* _Passage_:
One thing he did was, it has to be said, rather vindictive: his daughter Liza sued him after he sold a collection of paintings, some of which were meant to be passed on to her when he died. She won her suit and an angry Maugham then declared publicly that he was not her biological father and disinherited her. It might well be true that he was not her father as her mother, Syrie Wellcome, the former wife of the chap who founded the pharmaceutical firm, put it about rather a lot, but if he wasn’t he had never mentioned it before. He had eventually married Syrie after she became pregnant with Liza, and if he was not the father, or even suspected he was not the father, he would hardly have done that. His angry response was not nice, but on the other hand if those of us who had acted in ways in similarly bad ways in the course of our lives were obliged to leave the room, the room would soon be empty.
I started listening to Radio 4’s readings from Hastings’ biography on Monday, and managed to capture all so far. And the picture of Maugham that emerged is of a far more pleasant character. He had an unhappy childhood and developed a stammer. Once he had qualified as a doctor, he was said to have had rather a gentle bedside manner and took and interest in all his patients, especially the dirt-poor ones from Lambeth. When war broke out he was a highly celebrated and wealthy popular playwright whose worked was being staged on both sides of the Atlantic, yet he voluntarily served with the ambulance brigade, putting his medical training to good use. (He has ceased working as a doctor years earlier. Later, after that service was curtailed by ill-health, and after he had recuperated, he again served his country, this time working for the secret service in Geneva and later in Russia. He was said to be charming company, was very good-looking and was socially popular. He is said by Hastings to have been very good with children. His candid self-appraisal as a first-rate second-rater speaks of a modesty and honesty which I like to feel is wholly in keeping with his disciplined professionalism. He was no glutton, but kept himself trim by swimming, playing tennis, walking and playing golf. He seems rather to have been put upon by the two major lovers he had, Gerald Haxton and Alan Searle, but he bore it stoically.

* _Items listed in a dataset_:
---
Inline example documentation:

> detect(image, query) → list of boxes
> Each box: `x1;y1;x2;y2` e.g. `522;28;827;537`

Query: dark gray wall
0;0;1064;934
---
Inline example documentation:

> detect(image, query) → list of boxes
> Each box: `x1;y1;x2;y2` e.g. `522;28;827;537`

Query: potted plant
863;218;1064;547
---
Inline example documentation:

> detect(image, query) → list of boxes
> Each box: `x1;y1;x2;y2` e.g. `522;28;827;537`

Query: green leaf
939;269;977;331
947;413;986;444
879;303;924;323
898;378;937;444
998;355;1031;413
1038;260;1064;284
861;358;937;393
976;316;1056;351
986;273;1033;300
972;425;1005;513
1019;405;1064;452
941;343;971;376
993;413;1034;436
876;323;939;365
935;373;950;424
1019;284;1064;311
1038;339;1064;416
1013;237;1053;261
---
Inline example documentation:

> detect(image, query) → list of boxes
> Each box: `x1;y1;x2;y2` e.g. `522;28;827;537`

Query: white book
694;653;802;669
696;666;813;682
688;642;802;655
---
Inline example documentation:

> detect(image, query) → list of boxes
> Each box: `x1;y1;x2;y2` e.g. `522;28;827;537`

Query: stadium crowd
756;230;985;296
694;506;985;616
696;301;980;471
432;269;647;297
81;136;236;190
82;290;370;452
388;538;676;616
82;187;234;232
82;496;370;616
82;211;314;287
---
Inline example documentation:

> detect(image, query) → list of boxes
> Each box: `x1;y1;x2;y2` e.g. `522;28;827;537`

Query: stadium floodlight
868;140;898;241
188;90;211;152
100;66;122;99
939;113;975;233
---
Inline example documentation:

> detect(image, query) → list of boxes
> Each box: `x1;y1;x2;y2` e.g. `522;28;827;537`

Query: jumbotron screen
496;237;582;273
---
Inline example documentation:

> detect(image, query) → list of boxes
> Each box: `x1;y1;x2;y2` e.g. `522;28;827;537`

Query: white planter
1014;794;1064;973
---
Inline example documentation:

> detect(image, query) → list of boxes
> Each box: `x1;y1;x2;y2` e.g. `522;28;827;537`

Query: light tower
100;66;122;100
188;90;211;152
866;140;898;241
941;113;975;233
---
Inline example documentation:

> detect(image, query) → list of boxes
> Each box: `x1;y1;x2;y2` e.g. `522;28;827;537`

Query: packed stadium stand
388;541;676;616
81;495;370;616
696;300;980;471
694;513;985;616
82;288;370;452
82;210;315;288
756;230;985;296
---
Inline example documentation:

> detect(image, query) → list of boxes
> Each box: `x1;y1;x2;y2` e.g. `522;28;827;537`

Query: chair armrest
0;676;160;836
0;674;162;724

* _Set of tasks_:
• 1. Rewrite the paragraph of the text about Maugham that begins "One thing he did was" in a shorter form, keeping its main facts.
• 2. Pick up the text about Maugham after its last sentence and continue it.

* _Task-by-task results_:
• 1. Maugham's daughter Liza sued him after he sold a collection of paintings, some of which were meant to pass to her on his death. She won, and an angry Maugham publicly declared that he was not her biological father and disinherited her. Her mother, Syrie Wellcome, former wife of the founder of the pharmaceutical firm, often said as much. Yet Maugham had never claimed it before, and he had married Syrie after she became pregnant with Liza, which he would hardly have done if he doubted he was the father. His response was not nice, but few people have never behaved as badly at some point in their lives.

• 2.
Now, I know that all this doesn’t necessarily add up to a row of beans as far as a man’s moral worth is concerned, but it is all rather at odds with the conventional picture I somehow acquired of Maugham the Monster and what Hastings writes in something of a revelation. The picture I now get of Maugham is of a man I should liked to have met and whose company I think I might have enjoyed and respected. If I didn’t have enough books already which are waiting to be read, not least Maugham’s own The Painted Veil, I would buy Hastings’ biography. She wrote a very good one of Evelyn Waugh.